# Short task
Will you quote all of the entries, word for word?

### Exercise data ###

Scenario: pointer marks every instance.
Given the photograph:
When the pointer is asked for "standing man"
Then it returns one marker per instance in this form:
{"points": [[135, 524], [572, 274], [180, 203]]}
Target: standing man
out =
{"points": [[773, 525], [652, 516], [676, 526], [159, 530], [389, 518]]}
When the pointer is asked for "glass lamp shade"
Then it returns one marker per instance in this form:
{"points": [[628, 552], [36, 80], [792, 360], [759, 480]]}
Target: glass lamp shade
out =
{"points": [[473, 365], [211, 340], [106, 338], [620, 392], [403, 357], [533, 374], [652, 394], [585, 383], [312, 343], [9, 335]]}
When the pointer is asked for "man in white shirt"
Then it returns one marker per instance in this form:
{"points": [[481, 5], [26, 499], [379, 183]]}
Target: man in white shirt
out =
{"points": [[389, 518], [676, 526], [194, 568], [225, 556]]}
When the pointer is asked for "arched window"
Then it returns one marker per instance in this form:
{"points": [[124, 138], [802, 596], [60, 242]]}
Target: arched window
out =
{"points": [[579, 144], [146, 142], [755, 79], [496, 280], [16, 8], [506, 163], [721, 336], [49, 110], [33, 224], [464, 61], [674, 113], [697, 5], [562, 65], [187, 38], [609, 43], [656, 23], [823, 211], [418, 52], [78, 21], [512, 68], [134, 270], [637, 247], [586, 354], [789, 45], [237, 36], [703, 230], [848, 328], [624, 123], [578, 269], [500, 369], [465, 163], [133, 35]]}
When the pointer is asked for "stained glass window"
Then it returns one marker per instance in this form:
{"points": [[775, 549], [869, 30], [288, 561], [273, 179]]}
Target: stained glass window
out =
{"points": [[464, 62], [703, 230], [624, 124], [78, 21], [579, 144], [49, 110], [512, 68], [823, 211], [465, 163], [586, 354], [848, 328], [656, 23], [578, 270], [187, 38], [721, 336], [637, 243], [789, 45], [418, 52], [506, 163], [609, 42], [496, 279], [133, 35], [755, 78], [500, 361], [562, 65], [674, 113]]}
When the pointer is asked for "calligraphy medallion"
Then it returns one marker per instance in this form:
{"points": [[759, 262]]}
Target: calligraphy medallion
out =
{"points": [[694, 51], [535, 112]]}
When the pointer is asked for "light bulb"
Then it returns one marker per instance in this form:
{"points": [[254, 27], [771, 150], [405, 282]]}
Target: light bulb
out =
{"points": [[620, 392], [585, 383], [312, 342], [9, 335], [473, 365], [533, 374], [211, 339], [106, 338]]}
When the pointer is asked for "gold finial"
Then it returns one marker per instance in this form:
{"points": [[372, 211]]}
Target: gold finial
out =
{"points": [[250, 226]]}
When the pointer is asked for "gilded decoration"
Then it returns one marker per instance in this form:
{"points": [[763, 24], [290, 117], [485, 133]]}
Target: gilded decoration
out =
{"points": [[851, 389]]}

###

# Exercise result
Scenario: pointer marks every instance.
Given the photograph:
When the pointer is asked for "standing man"
Then it returns one marker per instance in this form:
{"points": [[135, 524], [572, 274], [180, 203]]}
Target: standing man
out =
{"points": [[773, 525], [652, 516], [676, 526], [159, 530], [389, 518]]}
When the pointer is asked for "glass lamp shade"
Then it returns one marker per instance in this form:
{"points": [[628, 552], [36, 80], [792, 360], [759, 480]]}
Target: glass lamp shade
out =
{"points": [[473, 365], [211, 340], [106, 338], [620, 392], [403, 357], [533, 374], [652, 394], [585, 383], [312, 343], [9, 335]]}
When the pointer is asked for "man in white shirt"
Then it returns one marker per instance in this form:
{"points": [[481, 5], [26, 499], [379, 183]]}
Target: man in white shirt
out =
{"points": [[389, 518], [676, 526], [194, 568], [225, 556]]}
When the pointer is asked for "arched window"
Then it returns one marker per instance in this form:
{"points": [[124, 138], [802, 596], [60, 242]]}
Target: arched window
out =
{"points": [[579, 144], [146, 142], [755, 79], [496, 280], [16, 8], [506, 163], [721, 336], [49, 110], [33, 224], [464, 61], [674, 113], [697, 5], [562, 65], [187, 38], [609, 43], [656, 23], [823, 211], [418, 52], [78, 21], [512, 68], [134, 270], [637, 247], [586, 354], [789, 45], [237, 36], [703, 230], [848, 328], [624, 123], [578, 269], [500, 369], [465, 163], [133, 35]]}
When the pointer is asked for "stained glass window"
Then it returns one marker per instance in this form:
{"points": [[775, 549], [869, 30], [288, 561], [273, 179]]}
Target: stained glass window
out =
{"points": [[464, 62], [703, 230], [624, 124], [78, 21], [579, 144], [49, 110], [512, 68], [823, 211], [465, 163], [586, 354], [848, 328], [656, 23], [578, 270], [187, 38], [721, 336], [637, 243], [789, 45], [418, 52], [506, 163], [609, 42], [496, 279], [133, 35], [755, 78], [500, 361], [562, 65], [674, 113]]}
When the pointer is asked for "calligraphy medallion"
Then it returns one marker per instance in this form:
{"points": [[759, 262]]}
Target: calligraphy medallion
out =
{"points": [[694, 51], [535, 112]]}
When the pointer is asked for "light bulb"
Then it returns one marker per instance in this form:
{"points": [[254, 27], [771, 150], [405, 282]]}
Target: light bulb
out =
{"points": [[620, 392], [585, 383], [312, 342], [9, 335], [473, 365], [533, 374], [211, 339], [106, 338]]}
When the pointer is asked for "gold finial"
Then it returns one marker per instance in this form:
{"points": [[372, 211]]}
Target: gold finial
out =
{"points": [[250, 226]]}
When the pointer is asked for "gilded decoration"
Then it returns one marker per instance in this form:
{"points": [[763, 24], [290, 117], [485, 133]]}
Target: gilded decoration
out =
{"points": [[851, 389]]}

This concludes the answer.